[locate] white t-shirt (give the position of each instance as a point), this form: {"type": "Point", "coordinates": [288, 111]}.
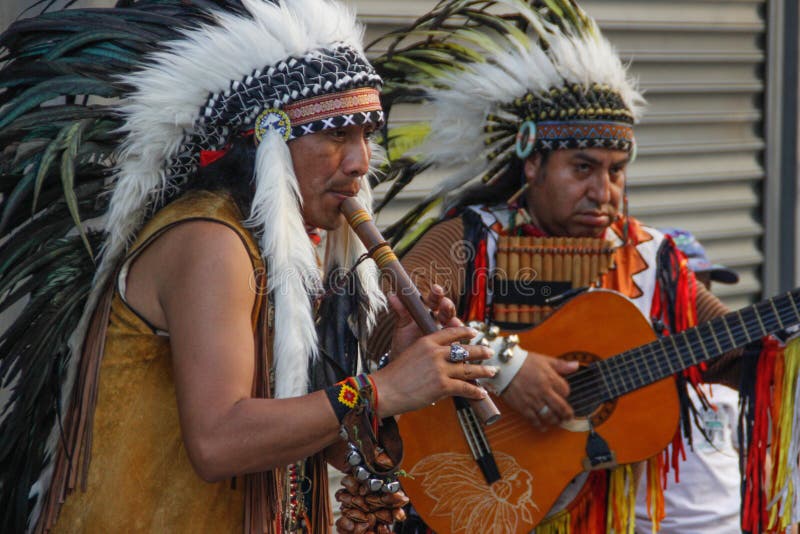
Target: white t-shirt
{"type": "Point", "coordinates": [707, 498]}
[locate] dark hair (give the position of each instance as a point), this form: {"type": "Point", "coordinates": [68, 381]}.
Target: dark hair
{"type": "Point", "coordinates": [232, 173]}
{"type": "Point", "coordinates": [501, 190]}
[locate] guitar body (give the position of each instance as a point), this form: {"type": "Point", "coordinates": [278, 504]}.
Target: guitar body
{"type": "Point", "coordinates": [445, 483]}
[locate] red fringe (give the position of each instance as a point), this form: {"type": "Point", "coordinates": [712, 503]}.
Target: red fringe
{"type": "Point", "coordinates": [477, 301]}
{"type": "Point", "coordinates": [754, 507]}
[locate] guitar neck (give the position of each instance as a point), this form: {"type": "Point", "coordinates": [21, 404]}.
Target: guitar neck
{"type": "Point", "coordinates": [664, 357]}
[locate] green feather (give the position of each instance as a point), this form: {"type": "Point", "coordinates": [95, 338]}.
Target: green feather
{"type": "Point", "coordinates": [68, 180]}
{"type": "Point", "coordinates": [58, 86]}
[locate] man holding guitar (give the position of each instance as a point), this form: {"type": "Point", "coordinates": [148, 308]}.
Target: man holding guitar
{"type": "Point", "coordinates": [536, 135]}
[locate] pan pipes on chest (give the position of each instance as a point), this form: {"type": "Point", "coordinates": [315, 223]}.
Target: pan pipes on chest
{"type": "Point", "coordinates": [530, 271]}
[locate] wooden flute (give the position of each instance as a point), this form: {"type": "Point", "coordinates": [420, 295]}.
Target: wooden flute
{"type": "Point", "coordinates": [379, 250]}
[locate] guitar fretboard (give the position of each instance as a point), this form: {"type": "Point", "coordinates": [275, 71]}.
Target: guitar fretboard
{"type": "Point", "coordinates": [664, 357]}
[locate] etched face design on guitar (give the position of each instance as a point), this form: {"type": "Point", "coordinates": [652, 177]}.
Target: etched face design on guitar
{"type": "Point", "coordinates": [328, 165]}
{"type": "Point", "coordinates": [576, 192]}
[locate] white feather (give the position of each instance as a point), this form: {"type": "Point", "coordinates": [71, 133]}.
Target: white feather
{"type": "Point", "coordinates": [512, 68]}
{"type": "Point", "coordinates": [293, 275]}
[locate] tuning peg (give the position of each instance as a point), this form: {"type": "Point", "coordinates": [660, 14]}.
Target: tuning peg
{"type": "Point", "coordinates": [361, 474]}
{"type": "Point", "coordinates": [353, 458]}
{"type": "Point", "coordinates": [493, 332]}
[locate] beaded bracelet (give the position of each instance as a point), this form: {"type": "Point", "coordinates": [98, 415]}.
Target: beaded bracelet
{"type": "Point", "coordinates": [350, 393]}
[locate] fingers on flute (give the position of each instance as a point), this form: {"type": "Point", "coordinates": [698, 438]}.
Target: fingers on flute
{"type": "Point", "coordinates": [445, 336]}
{"type": "Point", "coordinates": [469, 391]}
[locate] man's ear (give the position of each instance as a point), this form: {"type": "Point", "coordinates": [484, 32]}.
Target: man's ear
{"type": "Point", "coordinates": [532, 168]}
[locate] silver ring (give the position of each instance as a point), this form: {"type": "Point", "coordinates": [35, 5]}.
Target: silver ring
{"type": "Point", "coordinates": [458, 354]}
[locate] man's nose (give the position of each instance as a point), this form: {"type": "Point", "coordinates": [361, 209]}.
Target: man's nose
{"type": "Point", "coordinates": [600, 188]}
{"type": "Point", "coordinates": [356, 160]}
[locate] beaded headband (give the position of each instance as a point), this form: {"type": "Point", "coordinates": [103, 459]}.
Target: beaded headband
{"type": "Point", "coordinates": [323, 89]}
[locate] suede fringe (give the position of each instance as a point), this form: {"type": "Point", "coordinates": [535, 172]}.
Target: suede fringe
{"type": "Point", "coordinates": [72, 458]}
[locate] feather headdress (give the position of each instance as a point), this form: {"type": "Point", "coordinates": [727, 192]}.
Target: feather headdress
{"type": "Point", "coordinates": [501, 79]}
{"type": "Point", "coordinates": [125, 100]}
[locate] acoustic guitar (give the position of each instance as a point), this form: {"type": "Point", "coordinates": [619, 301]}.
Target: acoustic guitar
{"type": "Point", "coordinates": [504, 478]}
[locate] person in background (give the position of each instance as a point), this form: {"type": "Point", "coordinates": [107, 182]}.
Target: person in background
{"type": "Point", "coordinates": [707, 499]}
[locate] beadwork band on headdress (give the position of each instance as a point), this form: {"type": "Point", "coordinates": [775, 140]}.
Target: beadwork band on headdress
{"type": "Point", "coordinates": [282, 69]}
{"type": "Point", "coordinates": [323, 89]}
{"type": "Point", "coordinates": [504, 80]}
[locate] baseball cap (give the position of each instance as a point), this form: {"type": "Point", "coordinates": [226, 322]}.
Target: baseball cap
{"type": "Point", "coordinates": [698, 260]}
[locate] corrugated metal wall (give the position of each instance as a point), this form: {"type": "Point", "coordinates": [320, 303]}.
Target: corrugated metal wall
{"type": "Point", "coordinates": [701, 63]}
{"type": "Point", "coordinates": [700, 167]}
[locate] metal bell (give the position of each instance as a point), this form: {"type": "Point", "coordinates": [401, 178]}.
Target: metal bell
{"type": "Point", "coordinates": [353, 458]}
{"type": "Point", "coordinates": [361, 474]}
{"type": "Point", "coordinates": [391, 487]}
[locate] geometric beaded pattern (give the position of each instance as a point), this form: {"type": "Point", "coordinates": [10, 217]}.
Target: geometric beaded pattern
{"type": "Point", "coordinates": [574, 103]}
{"type": "Point", "coordinates": [583, 134]}
{"type": "Point", "coordinates": [316, 73]}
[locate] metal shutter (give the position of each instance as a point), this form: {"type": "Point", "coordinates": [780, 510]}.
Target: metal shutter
{"type": "Point", "coordinates": [701, 143]}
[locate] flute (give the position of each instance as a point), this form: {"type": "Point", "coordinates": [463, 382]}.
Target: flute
{"type": "Point", "coordinates": [361, 222]}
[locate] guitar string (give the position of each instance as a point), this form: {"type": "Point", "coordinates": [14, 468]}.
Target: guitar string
{"type": "Point", "coordinates": [635, 355]}
{"type": "Point", "coordinates": [588, 400]}
{"type": "Point", "coordinates": [588, 379]}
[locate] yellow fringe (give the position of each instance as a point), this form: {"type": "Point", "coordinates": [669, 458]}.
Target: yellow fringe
{"type": "Point", "coordinates": [558, 524]}
{"type": "Point", "coordinates": [621, 515]}
{"type": "Point", "coordinates": [655, 492]}
{"type": "Point", "coordinates": [780, 455]}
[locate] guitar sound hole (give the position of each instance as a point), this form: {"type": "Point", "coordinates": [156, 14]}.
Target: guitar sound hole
{"type": "Point", "coordinates": [585, 388]}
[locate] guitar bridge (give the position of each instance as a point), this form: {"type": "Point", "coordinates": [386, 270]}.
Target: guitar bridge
{"type": "Point", "coordinates": [598, 453]}
{"type": "Point", "coordinates": [476, 439]}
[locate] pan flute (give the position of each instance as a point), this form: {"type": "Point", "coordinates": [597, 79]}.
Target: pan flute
{"type": "Point", "coordinates": [530, 271]}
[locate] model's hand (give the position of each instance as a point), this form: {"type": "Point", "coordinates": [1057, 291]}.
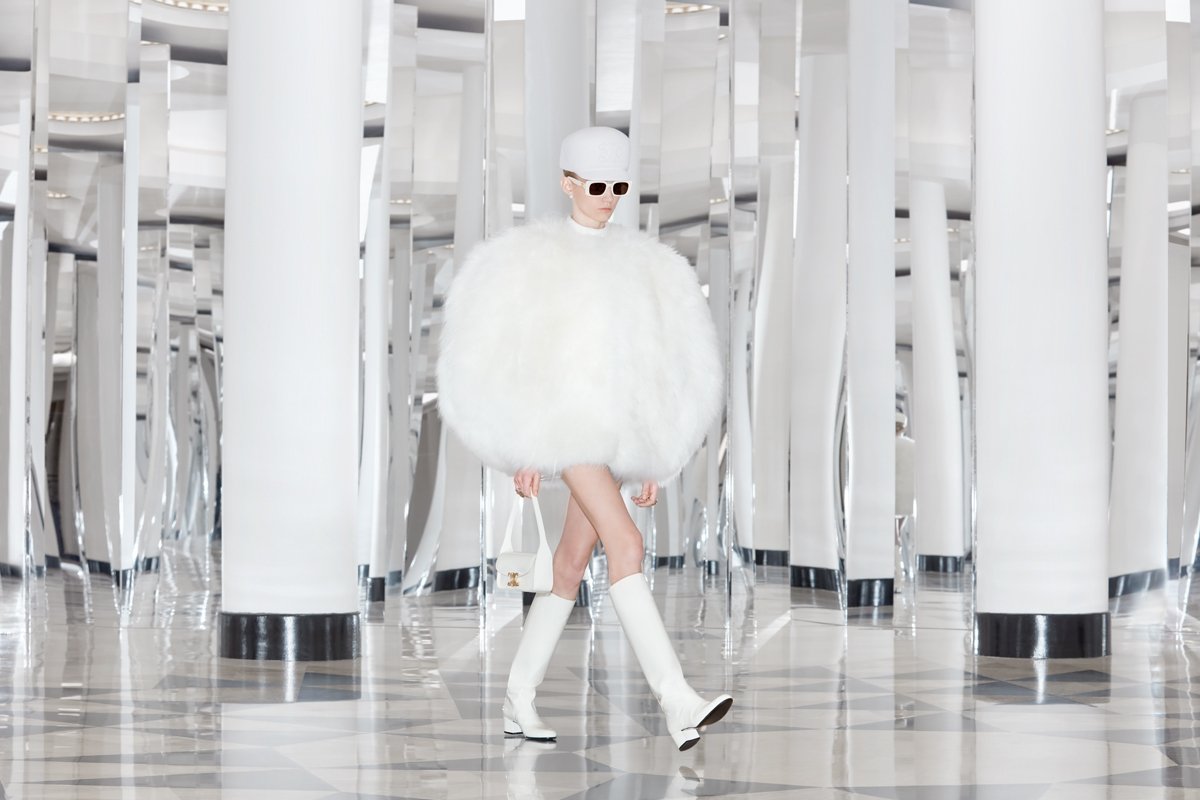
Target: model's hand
{"type": "Point", "coordinates": [649, 494]}
{"type": "Point", "coordinates": [527, 482]}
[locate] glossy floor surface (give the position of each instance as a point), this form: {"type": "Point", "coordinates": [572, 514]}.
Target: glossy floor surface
{"type": "Point", "coordinates": [108, 701]}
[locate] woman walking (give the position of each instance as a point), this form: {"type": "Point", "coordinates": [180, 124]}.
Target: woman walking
{"type": "Point", "coordinates": [576, 349]}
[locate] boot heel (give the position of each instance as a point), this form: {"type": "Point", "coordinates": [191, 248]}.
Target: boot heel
{"type": "Point", "coordinates": [685, 739]}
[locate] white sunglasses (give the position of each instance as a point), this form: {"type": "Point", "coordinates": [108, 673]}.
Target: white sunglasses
{"type": "Point", "coordinates": [595, 188]}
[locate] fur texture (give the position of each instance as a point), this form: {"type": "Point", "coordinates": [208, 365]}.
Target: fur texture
{"type": "Point", "coordinates": [562, 348]}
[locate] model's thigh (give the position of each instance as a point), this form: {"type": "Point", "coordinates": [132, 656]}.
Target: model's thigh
{"type": "Point", "coordinates": [574, 549]}
{"type": "Point", "coordinates": [599, 497]}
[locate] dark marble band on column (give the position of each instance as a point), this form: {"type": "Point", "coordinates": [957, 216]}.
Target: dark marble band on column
{"type": "Point", "coordinates": [1135, 582]}
{"type": "Point", "coordinates": [869, 591]}
{"type": "Point", "coordinates": [289, 637]}
{"type": "Point", "coordinates": [815, 577]}
{"type": "Point", "coordinates": [940, 563]}
{"type": "Point", "coordinates": [765, 557]}
{"type": "Point", "coordinates": [466, 577]}
{"type": "Point", "coordinates": [1042, 636]}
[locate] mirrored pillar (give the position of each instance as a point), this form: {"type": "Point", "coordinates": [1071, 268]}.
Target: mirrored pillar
{"type": "Point", "coordinates": [936, 416]}
{"type": "Point", "coordinates": [1138, 513]}
{"type": "Point", "coordinates": [1042, 386]}
{"type": "Point", "coordinates": [292, 304]}
{"type": "Point", "coordinates": [819, 325]}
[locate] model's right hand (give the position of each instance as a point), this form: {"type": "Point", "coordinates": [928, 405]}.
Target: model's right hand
{"type": "Point", "coordinates": [527, 481]}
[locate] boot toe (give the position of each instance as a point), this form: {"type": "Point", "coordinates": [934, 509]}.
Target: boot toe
{"type": "Point", "coordinates": [715, 710]}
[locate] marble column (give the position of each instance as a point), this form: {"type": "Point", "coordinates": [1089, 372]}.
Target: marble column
{"type": "Point", "coordinates": [1042, 377]}
{"type": "Point", "coordinates": [292, 331]}
{"type": "Point", "coordinates": [870, 323]}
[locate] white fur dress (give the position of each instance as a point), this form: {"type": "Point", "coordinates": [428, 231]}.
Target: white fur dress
{"type": "Point", "coordinates": [562, 346]}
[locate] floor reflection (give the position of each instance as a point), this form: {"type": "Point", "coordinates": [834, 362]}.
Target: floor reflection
{"type": "Point", "coordinates": [119, 695]}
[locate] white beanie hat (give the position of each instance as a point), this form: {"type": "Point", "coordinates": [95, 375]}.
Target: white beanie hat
{"type": "Point", "coordinates": [597, 154]}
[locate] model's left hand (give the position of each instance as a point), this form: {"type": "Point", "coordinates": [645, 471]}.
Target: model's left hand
{"type": "Point", "coordinates": [649, 494]}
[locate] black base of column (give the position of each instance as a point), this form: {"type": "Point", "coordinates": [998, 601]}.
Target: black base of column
{"type": "Point", "coordinates": [1134, 582]}
{"type": "Point", "coordinates": [763, 558]}
{"type": "Point", "coordinates": [940, 563]}
{"type": "Point", "coordinates": [1042, 636]}
{"type": "Point", "coordinates": [869, 591]}
{"type": "Point", "coordinates": [466, 577]}
{"type": "Point", "coordinates": [289, 637]}
{"type": "Point", "coordinates": [815, 577]}
{"type": "Point", "coordinates": [377, 589]}
{"type": "Point", "coordinates": [772, 558]}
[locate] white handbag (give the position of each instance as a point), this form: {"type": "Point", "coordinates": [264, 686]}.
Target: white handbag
{"type": "Point", "coordinates": [525, 571]}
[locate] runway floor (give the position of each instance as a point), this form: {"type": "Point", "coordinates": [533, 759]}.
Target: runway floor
{"type": "Point", "coordinates": [106, 701]}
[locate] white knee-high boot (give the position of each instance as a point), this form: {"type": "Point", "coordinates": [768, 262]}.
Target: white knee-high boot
{"type": "Point", "coordinates": [640, 618]}
{"type": "Point", "coordinates": [543, 626]}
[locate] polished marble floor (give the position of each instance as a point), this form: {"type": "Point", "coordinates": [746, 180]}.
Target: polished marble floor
{"type": "Point", "coordinates": [120, 696]}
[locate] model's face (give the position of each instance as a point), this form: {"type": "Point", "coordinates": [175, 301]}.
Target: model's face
{"type": "Point", "coordinates": [586, 209]}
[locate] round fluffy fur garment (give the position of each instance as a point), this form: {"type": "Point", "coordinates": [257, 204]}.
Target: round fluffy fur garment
{"type": "Point", "coordinates": [562, 347]}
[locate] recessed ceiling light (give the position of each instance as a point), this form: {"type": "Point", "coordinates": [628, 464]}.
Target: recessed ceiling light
{"type": "Point", "coordinates": [191, 5]}
{"type": "Point", "coordinates": [84, 116]}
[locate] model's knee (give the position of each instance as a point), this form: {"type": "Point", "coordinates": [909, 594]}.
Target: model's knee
{"type": "Point", "coordinates": [627, 557]}
{"type": "Point", "coordinates": [569, 573]}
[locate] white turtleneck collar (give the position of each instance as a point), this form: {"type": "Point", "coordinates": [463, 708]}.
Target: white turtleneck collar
{"type": "Point", "coordinates": [583, 229]}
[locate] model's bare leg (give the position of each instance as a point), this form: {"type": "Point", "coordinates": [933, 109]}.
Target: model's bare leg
{"type": "Point", "coordinates": [599, 497]}
{"type": "Point", "coordinates": [574, 552]}
{"type": "Point", "coordinates": [544, 625]}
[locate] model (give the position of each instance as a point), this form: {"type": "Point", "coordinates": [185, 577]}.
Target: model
{"type": "Point", "coordinates": [585, 352]}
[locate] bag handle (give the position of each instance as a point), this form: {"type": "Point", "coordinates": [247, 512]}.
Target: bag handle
{"type": "Point", "coordinates": [514, 516]}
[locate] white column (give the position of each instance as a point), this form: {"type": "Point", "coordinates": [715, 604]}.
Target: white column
{"type": "Point", "coordinates": [1138, 512]}
{"type": "Point", "coordinates": [459, 540]}
{"type": "Point", "coordinates": [557, 96]}
{"type": "Point", "coordinates": [870, 324]}
{"type": "Point", "coordinates": [291, 317]}
{"type": "Point", "coordinates": [819, 324]}
{"type": "Point", "coordinates": [1042, 379]}
{"type": "Point", "coordinates": [936, 410]}
{"type": "Point", "coordinates": [15, 262]}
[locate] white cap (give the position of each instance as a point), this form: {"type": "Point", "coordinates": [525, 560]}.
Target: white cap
{"type": "Point", "coordinates": [598, 154]}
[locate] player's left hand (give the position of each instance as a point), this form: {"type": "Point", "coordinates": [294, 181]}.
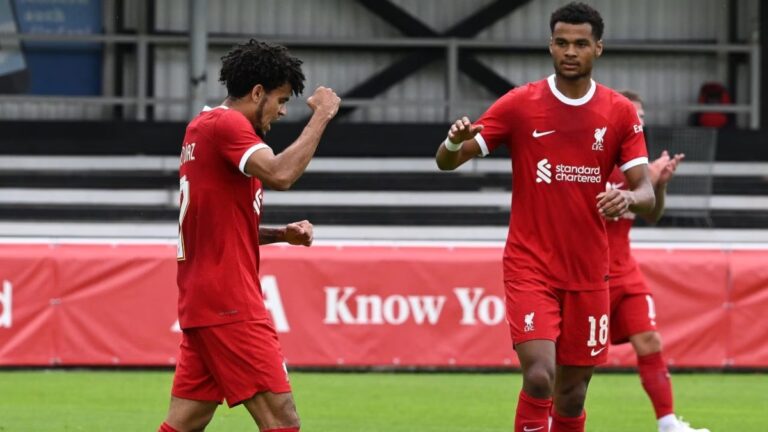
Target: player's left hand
{"type": "Point", "coordinates": [299, 233]}
{"type": "Point", "coordinates": [613, 203]}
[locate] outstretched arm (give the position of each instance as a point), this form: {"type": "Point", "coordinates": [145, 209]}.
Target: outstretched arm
{"type": "Point", "coordinates": [661, 170]}
{"type": "Point", "coordinates": [297, 233]}
{"type": "Point", "coordinates": [460, 146]}
{"type": "Point", "coordinates": [638, 199]}
{"type": "Point", "coordinates": [280, 171]}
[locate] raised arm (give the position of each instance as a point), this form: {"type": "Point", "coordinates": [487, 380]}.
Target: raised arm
{"type": "Point", "coordinates": [282, 170]}
{"type": "Point", "coordinates": [297, 233]}
{"type": "Point", "coordinates": [638, 199]}
{"type": "Point", "coordinates": [460, 145]}
{"type": "Point", "coordinates": [661, 171]}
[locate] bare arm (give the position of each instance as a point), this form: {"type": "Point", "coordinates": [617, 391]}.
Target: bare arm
{"type": "Point", "coordinates": [297, 233]}
{"type": "Point", "coordinates": [638, 199]}
{"type": "Point", "coordinates": [281, 171]}
{"type": "Point", "coordinates": [462, 134]}
{"type": "Point", "coordinates": [661, 170]}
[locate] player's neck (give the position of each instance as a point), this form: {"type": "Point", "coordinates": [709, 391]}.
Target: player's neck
{"type": "Point", "coordinates": [237, 105]}
{"type": "Point", "coordinates": [573, 88]}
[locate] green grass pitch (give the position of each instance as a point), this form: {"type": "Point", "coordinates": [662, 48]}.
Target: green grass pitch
{"type": "Point", "coordinates": [368, 402]}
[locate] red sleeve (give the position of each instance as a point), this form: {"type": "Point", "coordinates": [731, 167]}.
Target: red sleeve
{"type": "Point", "coordinates": [237, 140]}
{"type": "Point", "coordinates": [632, 150]}
{"type": "Point", "coordinates": [497, 122]}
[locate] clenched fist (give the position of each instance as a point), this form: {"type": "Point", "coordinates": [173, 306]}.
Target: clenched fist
{"type": "Point", "coordinates": [324, 102]}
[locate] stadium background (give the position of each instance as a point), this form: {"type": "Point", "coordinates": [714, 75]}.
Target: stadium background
{"type": "Point", "coordinates": [95, 96]}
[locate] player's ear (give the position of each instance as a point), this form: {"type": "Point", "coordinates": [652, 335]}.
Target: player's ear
{"type": "Point", "coordinates": [258, 92]}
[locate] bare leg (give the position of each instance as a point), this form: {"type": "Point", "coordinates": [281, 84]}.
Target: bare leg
{"type": "Point", "coordinates": [571, 389]}
{"type": "Point", "coordinates": [186, 415]}
{"type": "Point", "coordinates": [537, 359]}
{"type": "Point", "coordinates": [273, 410]}
{"type": "Point", "coordinates": [646, 343]}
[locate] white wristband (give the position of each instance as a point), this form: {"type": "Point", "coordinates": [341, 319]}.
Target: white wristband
{"type": "Point", "coordinates": [451, 146]}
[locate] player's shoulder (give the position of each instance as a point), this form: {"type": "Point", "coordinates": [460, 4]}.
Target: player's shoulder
{"type": "Point", "coordinates": [526, 92]}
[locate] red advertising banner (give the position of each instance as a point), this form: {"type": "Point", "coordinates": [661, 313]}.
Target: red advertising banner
{"type": "Point", "coordinates": [401, 306]}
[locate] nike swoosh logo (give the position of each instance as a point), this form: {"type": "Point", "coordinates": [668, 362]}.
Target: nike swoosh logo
{"type": "Point", "coordinates": [537, 134]}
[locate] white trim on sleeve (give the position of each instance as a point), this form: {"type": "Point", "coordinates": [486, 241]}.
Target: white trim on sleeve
{"type": "Point", "coordinates": [569, 101]}
{"type": "Point", "coordinates": [633, 163]}
{"type": "Point", "coordinates": [483, 146]}
{"type": "Point", "coordinates": [248, 154]}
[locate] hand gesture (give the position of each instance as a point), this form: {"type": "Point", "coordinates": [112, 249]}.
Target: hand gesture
{"type": "Point", "coordinates": [299, 233]}
{"type": "Point", "coordinates": [324, 102]}
{"type": "Point", "coordinates": [613, 203]}
{"type": "Point", "coordinates": [463, 130]}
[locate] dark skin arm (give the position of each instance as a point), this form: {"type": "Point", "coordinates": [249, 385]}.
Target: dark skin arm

Aim of the exercise :: Give back the lines of the listing from the one with "[locate] hand gesture" through the end, both included, exactly as written and with nothing added.

In response ::
[locate] hand gesture (give the position of each instance as a point), this form: {"type": "Point", "coordinates": [112, 249]}.
Target: hand gesture
{"type": "Point", "coordinates": [299, 233]}
{"type": "Point", "coordinates": [324, 102]}
{"type": "Point", "coordinates": [613, 203]}
{"type": "Point", "coordinates": [463, 130]}
[locate] dark skin arm (give the position of each instance as a point), this form: {"type": "Point", "coordinates": [249, 385]}.
Target: dark skin arm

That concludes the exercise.